====== Given information ======

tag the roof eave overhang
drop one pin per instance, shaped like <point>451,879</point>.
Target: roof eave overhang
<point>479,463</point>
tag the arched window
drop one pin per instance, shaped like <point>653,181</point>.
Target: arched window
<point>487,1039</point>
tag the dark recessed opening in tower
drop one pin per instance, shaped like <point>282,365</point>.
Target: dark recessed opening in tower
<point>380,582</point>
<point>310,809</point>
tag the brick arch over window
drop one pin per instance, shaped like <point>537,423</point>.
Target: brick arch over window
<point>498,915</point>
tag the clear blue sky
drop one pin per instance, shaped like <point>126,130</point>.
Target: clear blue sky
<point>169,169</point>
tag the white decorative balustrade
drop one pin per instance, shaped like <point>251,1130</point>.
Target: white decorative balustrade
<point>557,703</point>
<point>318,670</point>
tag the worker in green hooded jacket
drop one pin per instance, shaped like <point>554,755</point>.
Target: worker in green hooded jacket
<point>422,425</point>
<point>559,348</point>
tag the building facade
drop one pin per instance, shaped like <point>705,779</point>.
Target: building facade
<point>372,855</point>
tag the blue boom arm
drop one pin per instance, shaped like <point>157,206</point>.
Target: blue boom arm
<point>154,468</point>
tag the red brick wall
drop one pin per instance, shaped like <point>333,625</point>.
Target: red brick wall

======
====== Given information ======

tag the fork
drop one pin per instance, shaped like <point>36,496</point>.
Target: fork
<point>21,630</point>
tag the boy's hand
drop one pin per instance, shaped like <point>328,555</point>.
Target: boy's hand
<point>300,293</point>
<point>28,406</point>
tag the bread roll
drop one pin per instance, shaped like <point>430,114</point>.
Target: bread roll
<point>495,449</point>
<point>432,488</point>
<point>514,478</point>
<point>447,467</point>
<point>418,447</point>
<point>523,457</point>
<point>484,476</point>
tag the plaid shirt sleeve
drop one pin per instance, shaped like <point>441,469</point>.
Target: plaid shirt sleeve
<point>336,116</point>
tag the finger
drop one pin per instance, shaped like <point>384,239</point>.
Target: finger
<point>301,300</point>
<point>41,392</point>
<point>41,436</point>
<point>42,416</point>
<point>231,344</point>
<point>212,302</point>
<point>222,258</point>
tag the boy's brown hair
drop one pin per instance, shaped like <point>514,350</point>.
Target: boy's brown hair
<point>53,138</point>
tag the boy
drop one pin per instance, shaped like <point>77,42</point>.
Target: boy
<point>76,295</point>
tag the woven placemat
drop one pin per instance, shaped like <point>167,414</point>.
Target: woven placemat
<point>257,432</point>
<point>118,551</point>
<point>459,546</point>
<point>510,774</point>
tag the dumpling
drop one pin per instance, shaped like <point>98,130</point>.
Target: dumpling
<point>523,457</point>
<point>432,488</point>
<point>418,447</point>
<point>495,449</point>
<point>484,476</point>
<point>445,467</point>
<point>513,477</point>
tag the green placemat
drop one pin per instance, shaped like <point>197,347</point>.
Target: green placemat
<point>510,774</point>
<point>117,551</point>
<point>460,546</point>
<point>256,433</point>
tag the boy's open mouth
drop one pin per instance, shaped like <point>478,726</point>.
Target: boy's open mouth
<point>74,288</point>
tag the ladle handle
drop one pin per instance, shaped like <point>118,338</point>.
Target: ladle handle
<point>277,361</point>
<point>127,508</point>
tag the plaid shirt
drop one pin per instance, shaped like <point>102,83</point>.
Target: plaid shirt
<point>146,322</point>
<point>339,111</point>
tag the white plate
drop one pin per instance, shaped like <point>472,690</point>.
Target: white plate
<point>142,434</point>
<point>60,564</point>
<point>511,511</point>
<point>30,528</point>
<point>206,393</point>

======
====== Given information ======

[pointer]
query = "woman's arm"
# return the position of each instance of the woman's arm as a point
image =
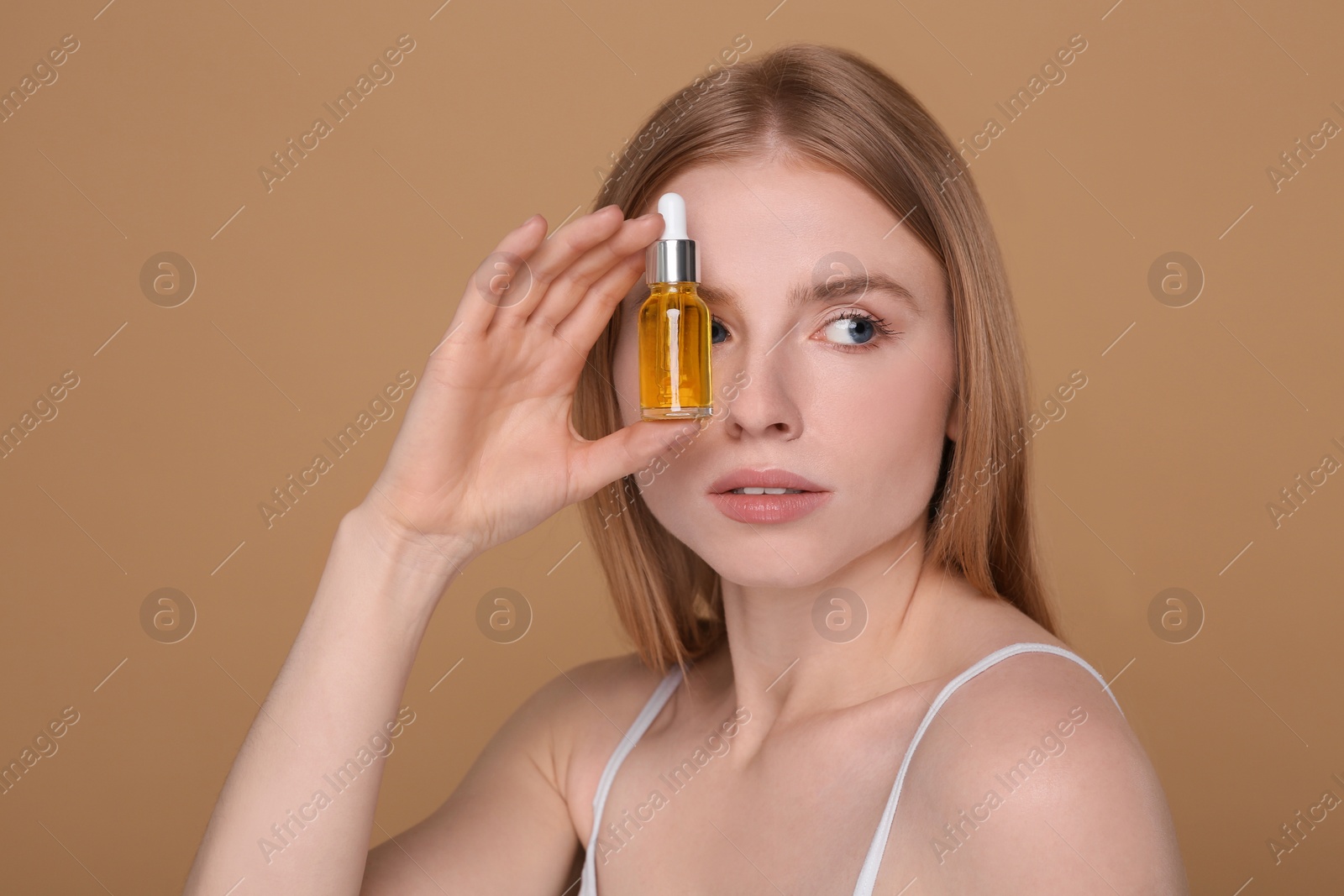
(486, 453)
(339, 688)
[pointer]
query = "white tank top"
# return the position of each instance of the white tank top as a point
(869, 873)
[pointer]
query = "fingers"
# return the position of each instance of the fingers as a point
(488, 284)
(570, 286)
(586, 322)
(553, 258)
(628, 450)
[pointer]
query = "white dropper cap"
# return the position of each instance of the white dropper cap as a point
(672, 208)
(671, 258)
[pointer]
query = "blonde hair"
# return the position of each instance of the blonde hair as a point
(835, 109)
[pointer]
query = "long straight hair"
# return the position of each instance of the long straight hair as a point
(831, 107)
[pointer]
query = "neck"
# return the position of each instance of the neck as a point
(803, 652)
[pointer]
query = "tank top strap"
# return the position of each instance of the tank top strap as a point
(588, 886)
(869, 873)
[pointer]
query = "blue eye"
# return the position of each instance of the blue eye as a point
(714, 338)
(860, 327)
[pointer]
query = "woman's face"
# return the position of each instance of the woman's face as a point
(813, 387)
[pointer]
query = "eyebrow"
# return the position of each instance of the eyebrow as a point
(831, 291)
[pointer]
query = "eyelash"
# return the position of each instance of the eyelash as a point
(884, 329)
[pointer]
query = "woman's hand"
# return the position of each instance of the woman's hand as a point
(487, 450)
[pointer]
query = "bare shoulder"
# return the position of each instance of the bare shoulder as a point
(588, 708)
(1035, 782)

======

» Exercise details: Print everything from the line containing "tag the arched window" down to the line containing "Target: red brick wall", with both of those lines included and nothing altered.

» Solution:
tag the arched window
drop one pin per instance, shaped like <point>653,181</point>.
Target: arched window
<point>487,1039</point>
tag the dark recessed opening in tower
drop one pin per instance, shaped like <point>282,365</point>.
Target: dark recessed opening in tower
<point>380,582</point>
<point>310,809</point>
tag the brick arch over window
drop one pin per instance, shaped like <point>537,423</point>.
Target: brick arch over window
<point>498,915</point>
tag the clear blue sky
drop one pin per instance, shaped like <point>126,130</point>.
Target: clear blue sky
<point>169,169</point>
tag the white decorative balustrade
drop one pin per instance, shaped like <point>251,1130</point>.
Target: white decorative balustrade
<point>557,703</point>
<point>318,670</point>
tag the worker in green hooded jacket
drop one pin per instance, shaped like <point>554,755</point>.
Target: worker in green hooded jacket
<point>422,425</point>
<point>559,348</point>
tag the building facade
drop one pin per instance, shaped like <point>705,779</point>.
Target: building facade
<point>372,855</point>
tag the blue boom arm
drop one pin per instance, shaped like <point>157,206</point>.
Target: blue boom arm
<point>154,468</point>
tag the red brick wall
drop one pin per instance, shaped like <point>333,625</point>.
Target: red brick wall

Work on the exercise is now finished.